* **PASSAGE TO READ**:
>> begin

[v3] nvme-fc: fix race with connectivity loss and nvme_fc_create_association

[PATCH v3 2/3] nvme: trigger reset when keep alive fails

Posted by Daniel Wagner 1 year, 2 months ago

nvme_keep_alive_work setups a keep alive command and uses
blk_execute_rq_nowait to send out the command in an asynchronously
manner. Eventually, nvme_keep_alive_end_io is called. If the status
argument is 0, a new keep alive is send out. When the status argument is
not 0, only an error is logged. The keep alive machinery does not
trigger the error recovery.

The FC driver is relying on the keep alive machinery to trigger recovery
when an error is detected. Whenever an error happens during the creation
of the association the idea is that the operation is aborted and retried
later. Though there is a window where an error happens and
nvme_fc_create_assocation can't detect the error.

         1) nvme nvme10: NVME-FC{10}: create association : ...
         2) nvme nvme10: NVME-FC{10}: controller connectivity lost. Awaiting Reconnect
            nvme nvme10: queue_size 128 > ctrl maxcmd 32, reducing to maxcmd
         3) nvme nvme10: Could not set queue count (880)
            nvme nvme10: Failed to configure AEN (cfg 900)
         4) nvme nvme10: NVME-FC{10}: controller connect complete
         5) nvme nvme10: failed nvme_keep_alive_end_io error=4

A connection attempt starts 1) and the ctrl is in state CONNECTING.
Shortly after the LLDD driver detects a connection lost event and calls
nvme_fc_ctrl_connectivity_loss 2). Because we are still in CONNECTING
state, this event is ignored.

nvme_fc_create_association continues to run in parallel and tries to
communicate with the controller and those commands fail. Though these
errors are filtered out, e.g in 3) setting the I/O queues numbers fails
which leads to an early exit in nvme_fc_create_io_queues. Because the
number of IO queues is 0 at this point, there is nothing left in
nvme_fc_create_association which could detected the connection drop.
Thus the ctrl enters LIVE state 4).

The keep alive timer fires and a keep alive command is send off but
gets rejected by nvme_fc_queue_rq and the rq status is set to
NVME_SC_HOST_PATH_ERROR. The nvme status is then mapped to a block layer
status BLK_STS_TRANSPORT/4 in nvme_end_req. Eventually,
nvme_keep_alive_end_io sees the status != 0 and just logs an error 5).

We should obviously detect the problem in 3) and abort there (will
address this later), but that still leaves a race window open. There is
a race window open in nvme_fc_create_association after starting the IO
queues and setting the ctrl state to LIVE.

Thus trigger a reset from the keep alive handler when an error is
reported.

Signed-off-by: Daniel Wagner <wagi@kernel.org>
---
 drivers/nvme/host/core.c | 6 ++++++
 1 file changed, 6 insertions(+)

>> end

* **TO BE DONE**:
1) From the keep alive patch description, write out the passage from "The FC driver" to "queue count (880)".
2) Translate this sentence from the keep alive patch description into Spanish: "The keep alive machinery does not trigger the error recovery."

(Object position labeling entries)
>> begin

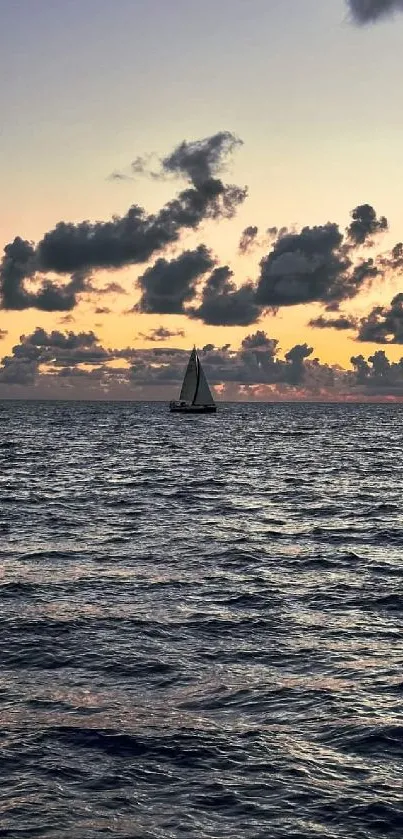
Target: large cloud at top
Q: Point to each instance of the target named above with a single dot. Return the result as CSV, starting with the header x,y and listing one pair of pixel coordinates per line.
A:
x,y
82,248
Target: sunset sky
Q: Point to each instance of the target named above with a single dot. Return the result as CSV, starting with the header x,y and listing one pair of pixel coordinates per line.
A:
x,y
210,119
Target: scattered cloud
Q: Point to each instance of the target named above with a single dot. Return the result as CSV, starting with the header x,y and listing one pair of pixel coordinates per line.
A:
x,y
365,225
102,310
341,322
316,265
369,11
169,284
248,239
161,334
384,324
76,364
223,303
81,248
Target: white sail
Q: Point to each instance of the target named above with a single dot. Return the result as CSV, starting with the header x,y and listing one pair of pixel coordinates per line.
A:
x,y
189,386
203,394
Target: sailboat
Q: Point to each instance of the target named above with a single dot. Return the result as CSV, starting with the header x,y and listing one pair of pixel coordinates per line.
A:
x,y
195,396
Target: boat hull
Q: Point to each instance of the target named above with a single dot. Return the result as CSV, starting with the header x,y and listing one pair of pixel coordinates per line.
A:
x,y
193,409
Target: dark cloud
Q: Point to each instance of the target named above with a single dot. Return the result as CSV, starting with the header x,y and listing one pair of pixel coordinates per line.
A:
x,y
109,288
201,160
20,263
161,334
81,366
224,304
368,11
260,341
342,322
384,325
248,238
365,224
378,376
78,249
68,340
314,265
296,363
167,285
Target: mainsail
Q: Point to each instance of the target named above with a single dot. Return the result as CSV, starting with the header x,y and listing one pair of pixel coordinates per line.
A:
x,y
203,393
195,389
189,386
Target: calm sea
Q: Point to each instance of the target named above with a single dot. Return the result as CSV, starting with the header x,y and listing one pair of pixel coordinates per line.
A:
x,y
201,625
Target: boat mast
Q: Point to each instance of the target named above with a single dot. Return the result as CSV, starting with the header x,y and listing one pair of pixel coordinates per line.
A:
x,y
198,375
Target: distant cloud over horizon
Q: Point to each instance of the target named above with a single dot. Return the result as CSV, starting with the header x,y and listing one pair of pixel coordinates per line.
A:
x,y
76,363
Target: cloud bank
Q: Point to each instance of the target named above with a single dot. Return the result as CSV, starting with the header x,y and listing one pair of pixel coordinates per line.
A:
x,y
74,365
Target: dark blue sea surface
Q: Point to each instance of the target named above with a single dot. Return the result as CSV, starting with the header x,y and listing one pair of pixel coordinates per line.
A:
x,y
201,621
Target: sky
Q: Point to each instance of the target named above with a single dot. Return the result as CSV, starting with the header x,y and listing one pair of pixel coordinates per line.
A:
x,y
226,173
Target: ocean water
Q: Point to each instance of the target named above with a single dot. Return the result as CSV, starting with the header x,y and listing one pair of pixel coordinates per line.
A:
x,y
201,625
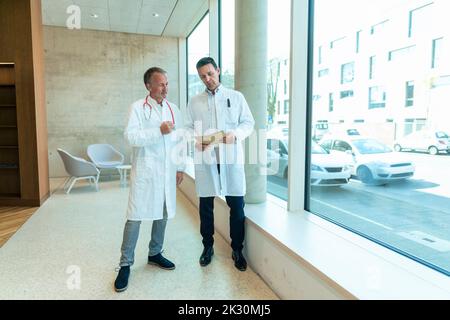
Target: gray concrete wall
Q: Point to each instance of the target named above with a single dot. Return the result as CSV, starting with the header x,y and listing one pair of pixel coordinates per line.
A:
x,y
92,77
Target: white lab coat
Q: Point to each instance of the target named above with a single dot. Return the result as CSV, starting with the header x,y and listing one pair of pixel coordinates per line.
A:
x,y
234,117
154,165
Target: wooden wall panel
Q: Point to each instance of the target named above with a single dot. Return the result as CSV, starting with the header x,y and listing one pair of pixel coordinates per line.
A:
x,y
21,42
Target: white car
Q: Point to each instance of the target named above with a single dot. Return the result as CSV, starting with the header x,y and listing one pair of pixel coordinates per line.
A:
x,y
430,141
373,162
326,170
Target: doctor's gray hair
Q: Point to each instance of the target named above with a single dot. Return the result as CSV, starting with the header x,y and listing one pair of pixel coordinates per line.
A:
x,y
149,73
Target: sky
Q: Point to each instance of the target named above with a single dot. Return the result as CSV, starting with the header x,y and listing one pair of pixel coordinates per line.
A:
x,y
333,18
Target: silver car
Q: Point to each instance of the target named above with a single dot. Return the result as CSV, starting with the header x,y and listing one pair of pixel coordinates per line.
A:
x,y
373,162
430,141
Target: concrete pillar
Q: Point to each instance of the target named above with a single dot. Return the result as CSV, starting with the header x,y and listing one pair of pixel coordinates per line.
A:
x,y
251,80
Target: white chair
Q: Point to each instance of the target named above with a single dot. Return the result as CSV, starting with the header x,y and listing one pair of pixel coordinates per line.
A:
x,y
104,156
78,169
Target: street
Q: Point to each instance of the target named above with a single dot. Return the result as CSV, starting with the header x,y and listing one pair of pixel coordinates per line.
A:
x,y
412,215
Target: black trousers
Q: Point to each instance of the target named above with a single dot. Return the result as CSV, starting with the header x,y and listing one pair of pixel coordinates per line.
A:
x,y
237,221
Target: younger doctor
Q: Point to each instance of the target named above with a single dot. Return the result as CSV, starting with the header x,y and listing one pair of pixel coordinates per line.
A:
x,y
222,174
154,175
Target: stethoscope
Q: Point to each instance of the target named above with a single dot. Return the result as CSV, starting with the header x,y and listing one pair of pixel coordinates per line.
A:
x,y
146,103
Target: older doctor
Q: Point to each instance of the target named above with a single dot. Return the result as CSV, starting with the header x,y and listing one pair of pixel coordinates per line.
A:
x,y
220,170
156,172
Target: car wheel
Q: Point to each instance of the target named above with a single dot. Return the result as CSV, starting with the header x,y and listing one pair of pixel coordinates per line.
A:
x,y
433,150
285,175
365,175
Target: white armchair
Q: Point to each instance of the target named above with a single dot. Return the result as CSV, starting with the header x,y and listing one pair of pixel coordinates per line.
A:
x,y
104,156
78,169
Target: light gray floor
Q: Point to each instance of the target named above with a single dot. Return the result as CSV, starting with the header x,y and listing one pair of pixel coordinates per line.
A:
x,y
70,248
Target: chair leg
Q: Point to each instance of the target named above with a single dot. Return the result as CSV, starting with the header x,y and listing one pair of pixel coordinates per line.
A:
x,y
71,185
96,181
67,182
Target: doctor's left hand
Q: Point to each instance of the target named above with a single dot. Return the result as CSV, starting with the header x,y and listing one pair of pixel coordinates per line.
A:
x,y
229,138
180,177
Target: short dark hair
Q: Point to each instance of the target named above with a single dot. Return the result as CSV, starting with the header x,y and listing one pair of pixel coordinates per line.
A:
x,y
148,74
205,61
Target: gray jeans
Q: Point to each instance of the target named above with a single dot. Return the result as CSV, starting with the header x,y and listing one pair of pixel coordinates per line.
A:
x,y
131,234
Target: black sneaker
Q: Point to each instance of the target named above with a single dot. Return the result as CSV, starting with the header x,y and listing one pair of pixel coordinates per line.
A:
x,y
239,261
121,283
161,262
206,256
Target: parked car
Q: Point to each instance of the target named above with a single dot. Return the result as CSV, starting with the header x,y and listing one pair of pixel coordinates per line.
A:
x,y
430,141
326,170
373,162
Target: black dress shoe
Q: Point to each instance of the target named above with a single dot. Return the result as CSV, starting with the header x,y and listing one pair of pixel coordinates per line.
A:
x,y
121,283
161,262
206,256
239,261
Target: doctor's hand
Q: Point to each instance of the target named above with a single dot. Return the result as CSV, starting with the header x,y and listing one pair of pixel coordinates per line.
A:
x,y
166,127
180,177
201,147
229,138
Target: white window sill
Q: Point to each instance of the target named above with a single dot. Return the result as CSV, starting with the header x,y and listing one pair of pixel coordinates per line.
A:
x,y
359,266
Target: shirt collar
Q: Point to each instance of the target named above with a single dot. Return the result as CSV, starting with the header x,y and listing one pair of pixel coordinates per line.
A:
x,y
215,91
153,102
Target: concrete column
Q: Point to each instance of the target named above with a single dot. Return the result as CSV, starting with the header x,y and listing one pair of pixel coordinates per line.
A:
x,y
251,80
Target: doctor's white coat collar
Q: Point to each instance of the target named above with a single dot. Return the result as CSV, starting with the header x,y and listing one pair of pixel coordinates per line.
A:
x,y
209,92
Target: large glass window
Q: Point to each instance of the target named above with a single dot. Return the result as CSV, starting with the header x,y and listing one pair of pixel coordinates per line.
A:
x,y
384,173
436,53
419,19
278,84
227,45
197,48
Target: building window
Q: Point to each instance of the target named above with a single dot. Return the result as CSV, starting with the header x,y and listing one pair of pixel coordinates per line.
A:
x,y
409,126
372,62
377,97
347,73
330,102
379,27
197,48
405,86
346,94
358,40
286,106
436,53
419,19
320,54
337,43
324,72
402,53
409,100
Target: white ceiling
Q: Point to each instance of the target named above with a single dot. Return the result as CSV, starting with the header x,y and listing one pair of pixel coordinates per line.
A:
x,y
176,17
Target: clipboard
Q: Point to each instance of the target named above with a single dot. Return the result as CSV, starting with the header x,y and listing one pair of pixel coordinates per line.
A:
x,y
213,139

>> end

* **ANSWER LIST**:
1)
The FC driver is relying on the keep alive machinery to trigger recovery
when an error is detected. Whenever an error happens during the creation
of the association the idea is that the operation is aborted and retried
later. Though there is a window where an error happens and
nvme_fc_create_assocation can't detect the error.

         1) nvme nvme10: NVME-FC{10}: create association : ...
         2) nvme nvme10: NVME-FC{10}: controller connectivity lost. Awaiting Reconnect
            nvme nvme10: queue_size 128 > ctrl maxcmd 32, reducing to maxcmd
         3) nvme nvme10: Could not set queue count (880)

2) El mecanismo de keep alive no desencadena la recuperación de errores.